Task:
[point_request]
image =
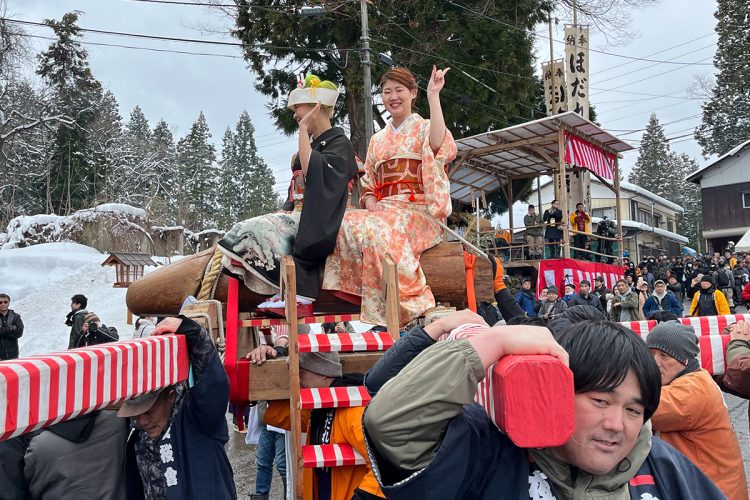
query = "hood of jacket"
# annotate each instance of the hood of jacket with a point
(612, 485)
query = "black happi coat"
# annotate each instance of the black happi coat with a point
(332, 165)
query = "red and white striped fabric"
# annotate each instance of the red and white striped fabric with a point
(42, 390)
(330, 455)
(345, 342)
(333, 397)
(584, 154)
(712, 342)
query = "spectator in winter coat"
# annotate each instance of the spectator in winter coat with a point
(692, 415)
(601, 291)
(75, 318)
(552, 305)
(553, 219)
(724, 280)
(525, 298)
(177, 447)
(93, 332)
(428, 439)
(570, 292)
(586, 298)
(625, 305)
(80, 458)
(708, 301)
(676, 288)
(11, 329)
(746, 294)
(661, 300)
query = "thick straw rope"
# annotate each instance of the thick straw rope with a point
(210, 277)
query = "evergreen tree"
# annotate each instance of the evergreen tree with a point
(726, 115)
(230, 188)
(64, 68)
(198, 177)
(107, 149)
(652, 170)
(688, 197)
(164, 194)
(255, 177)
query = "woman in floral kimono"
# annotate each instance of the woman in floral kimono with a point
(405, 191)
(322, 170)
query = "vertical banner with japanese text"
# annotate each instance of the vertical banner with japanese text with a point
(555, 92)
(577, 66)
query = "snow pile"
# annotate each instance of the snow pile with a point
(25, 230)
(41, 280)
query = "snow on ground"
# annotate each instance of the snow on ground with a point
(41, 279)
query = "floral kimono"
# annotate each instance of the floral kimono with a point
(410, 181)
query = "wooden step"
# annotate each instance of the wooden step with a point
(330, 455)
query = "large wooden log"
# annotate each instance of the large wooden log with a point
(162, 291)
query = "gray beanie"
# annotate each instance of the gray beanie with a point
(675, 339)
(322, 363)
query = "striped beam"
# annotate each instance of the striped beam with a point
(711, 339)
(309, 320)
(38, 391)
(345, 342)
(333, 397)
(330, 455)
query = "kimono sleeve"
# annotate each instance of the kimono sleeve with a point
(367, 182)
(434, 175)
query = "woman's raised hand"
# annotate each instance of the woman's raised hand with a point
(437, 80)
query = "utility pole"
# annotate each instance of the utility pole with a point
(367, 75)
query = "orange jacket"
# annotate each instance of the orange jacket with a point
(692, 417)
(346, 429)
(722, 306)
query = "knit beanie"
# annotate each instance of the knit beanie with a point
(675, 339)
(91, 317)
(322, 363)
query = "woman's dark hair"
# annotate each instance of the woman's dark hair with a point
(573, 315)
(80, 299)
(601, 355)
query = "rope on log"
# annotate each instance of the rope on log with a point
(207, 290)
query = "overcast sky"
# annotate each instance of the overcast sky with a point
(177, 87)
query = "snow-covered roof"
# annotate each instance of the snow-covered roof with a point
(696, 176)
(647, 229)
(486, 161)
(626, 186)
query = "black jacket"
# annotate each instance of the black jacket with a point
(589, 300)
(197, 432)
(11, 329)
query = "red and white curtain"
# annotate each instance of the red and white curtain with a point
(580, 153)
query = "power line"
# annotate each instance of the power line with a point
(531, 32)
(619, 66)
(187, 40)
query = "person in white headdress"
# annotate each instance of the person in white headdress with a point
(322, 170)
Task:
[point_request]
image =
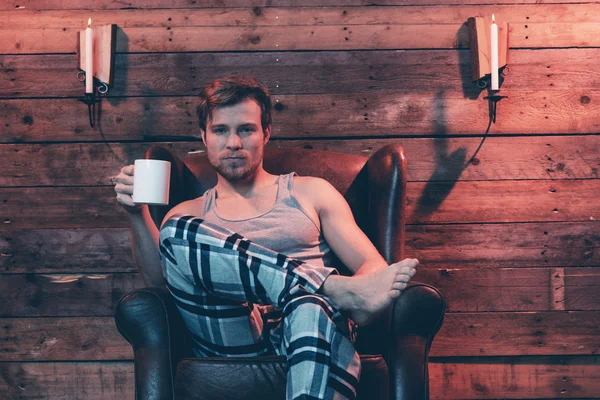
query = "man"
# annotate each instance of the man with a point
(300, 308)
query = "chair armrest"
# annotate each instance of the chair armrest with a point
(387, 169)
(416, 317)
(149, 320)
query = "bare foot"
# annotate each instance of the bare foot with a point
(364, 297)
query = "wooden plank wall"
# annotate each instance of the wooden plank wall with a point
(511, 238)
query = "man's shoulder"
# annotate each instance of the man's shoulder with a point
(310, 182)
(313, 187)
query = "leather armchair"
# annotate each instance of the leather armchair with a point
(394, 350)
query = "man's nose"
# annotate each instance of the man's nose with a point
(234, 142)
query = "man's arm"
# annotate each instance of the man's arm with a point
(341, 232)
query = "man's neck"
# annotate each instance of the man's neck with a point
(247, 187)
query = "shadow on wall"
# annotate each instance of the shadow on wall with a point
(448, 166)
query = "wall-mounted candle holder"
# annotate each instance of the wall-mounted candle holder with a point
(103, 44)
(489, 50)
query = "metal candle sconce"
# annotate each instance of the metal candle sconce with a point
(103, 51)
(481, 57)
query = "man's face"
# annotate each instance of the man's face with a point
(235, 140)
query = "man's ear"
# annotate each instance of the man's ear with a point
(267, 134)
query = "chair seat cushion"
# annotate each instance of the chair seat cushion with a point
(224, 378)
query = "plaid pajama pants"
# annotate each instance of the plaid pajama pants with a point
(238, 298)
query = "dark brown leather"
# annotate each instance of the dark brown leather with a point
(375, 188)
(261, 378)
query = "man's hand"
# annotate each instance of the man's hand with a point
(124, 189)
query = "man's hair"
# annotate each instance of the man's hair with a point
(230, 90)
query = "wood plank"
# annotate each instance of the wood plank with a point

# Problem statement
Copy the listing exactly. No images belong in the copy.

# Response below
Task:
[point_request]
image =
query = "hood of jacket"
# annotate each instance of the hood of jacket with a point
(612, 485)
query = "black happi coat"
# annotate each instance of the black happi coat with a point
(332, 165)
query = "red and white striped fabric"
# annotate each instance of the red and white striped fabric with a point
(42, 390)
(330, 455)
(345, 342)
(333, 397)
(584, 154)
(712, 342)
query = "spectator in winter coat"
# annotate each instance of the spectator in winter coat with a point
(692, 415)
(601, 291)
(75, 318)
(552, 305)
(553, 219)
(724, 280)
(525, 298)
(177, 447)
(93, 332)
(428, 439)
(570, 292)
(586, 298)
(625, 305)
(80, 458)
(708, 301)
(676, 288)
(11, 329)
(746, 294)
(661, 300)
query = "thick straw rope"
# annotate each instance of the thick straw rope with a point
(210, 277)
query = "evergreen tree"
# annotate each instance of the evergreen tree with a point
(726, 115)
(230, 188)
(64, 68)
(198, 177)
(107, 149)
(652, 170)
(688, 197)
(164, 194)
(255, 177)
query = "woman in floral kimono"
# annotate each instance of the woman in floral kimono with a point
(405, 191)
(322, 170)
query = "vertical banner with japanese text"
# annotate each instance of the vertical banner with japanese text with a point
(555, 92)
(577, 66)
query = "snow pile"
# annotate each instance of the snow pile with a point
(25, 230)
(41, 280)
query = "snow on ground"
# annotate each instance of the snow on ground with a point
(41, 279)
query = "floral kimono"
# annotate each instance of the floral kimono with a point
(410, 181)
query = "wooden step"
# annotate each instance of the wooden step with a point
(330, 455)
query = "large wooden log"
# annotate each instance of the large wooden log with a point
(162, 291)
query = "gray beanie"
# annotate each instance of the gray beanie with a point
(675, 339)
(322, 363)
query = "striped beam"
# annotate each instance of the striped beam with a point
(711, 339)
(309, 320)
(38, 391)
(345, 342)
(333, 397)
(330, 455)
query = "kimono sleeve"
# annotate each instance of the kimono sleeve with a point
(367, 182)
(434, 175)
query = "woman's raised hand"
# annotate each instance of the woman's raised hand with a point
(437, 80)
query = "utility pole"
# annotate each instance of the utility pole with a point
(367, 75)
query = "orange jacket"
# annotate each instance of the orange jacket with a point
(692, 417)
(346, 429)
(722, 306)
query = "knit beanie"
# annotate each instance of the knit beanie with a point
(675, 339)
(91, 317)
(322, 363)
query = "woman's dark hair"
# annotate each instance of the woman's dark hair with a point
(573, 315)
(80, 299)
(601, 355)
query = "rope on log"
# annotate each instance of the rope on log with a point
(207, 290)
query = "overcast sky"
# annotate each instance of the overcast sky with a point
(177, 87)
query = "snow-covered roof"
# annotate each instance of the snow-covered roof with a point
(696, 176)
(647, 229)
(486, 161)
(626, 186)
query = "black jacket"
# annotate each instance of the black jacket with a point
(589, 300)
(197, 432)
(11, 329)
query = "red and white curtain"
# annotate each instance of the red and white curtain with a point
(580, 153)
query = "power line"
# annotate each instance of the power line with a point
(531, 32)
(619, 66)
(187, 40)
query = "person in white headdress"
# annotate each instance of the person in white headdress with a point
(322, 170)
Task:
[point_request]
image =
query = "man"
# annotate each instance of the man with a point
(300, 308)
query = "chair armrest"
# annotate each instance of the chair armrest with a point
(387, 169)
(416, 317)
(149, 320)
query = "bare foot"
# annotate each instance of the bare foot with a point
(364, 297)
query = "wooden plank wall"
# annotate each instance of the wooden plank wall with a point
(511, 238)
query = "man's shoulder"
# annotate each instance of the man's shoulder with a point
(310, 182)
(313, 187)
query = "leather armchair"
# annotate each instance of the leather armchair with a point
(394, 350)
query = "man's nose"
# annotate each instance of the man's nose with a point
(234, 142)
query = "man's arm"
# annotate each instance of the man's arm with a point
(341, 232)
query = "man's neck"
# annotate each instance of the man's neck with a point
(247, 187)
query = "shadow on wall"
# annotate each instance of the shadow on wall with a point
(448, 166)
query = "wall-mounted candle holder"
# annotate each instance of the wall-mounted candle holder with a point
(103, 44)
(489, 50)
query = "metal candle sconce"
# annotate each instance of the metal candle sconce with a point
(103, 51)
(481, 57)
query = "man's face"
# annotate each instance of the man's face with a point
(235, 140)
query = "man's ear"
# annotate each instance of the man's ear with a point
(267, 134)
query = "chair seat cushion"
# annotate each instance of the chair seat cushion with a point
(224, 378)
query = "plaid pajama pants"
# annotate each instance of the plaid pajama pants with a point
(238, 298)
query = "dark brown leather"
# annotate each instance of the dark brown leather with a point
(375, 188)
(261, 378)
query = "man's hand"
# annotate each instance of the man's hand with a point
(124, 189)
query = "man's hair"
# annotate each instance of the man's hair with a point
(230, 90)
query = "wood plank"
# annotate each instance of the wood plank with a point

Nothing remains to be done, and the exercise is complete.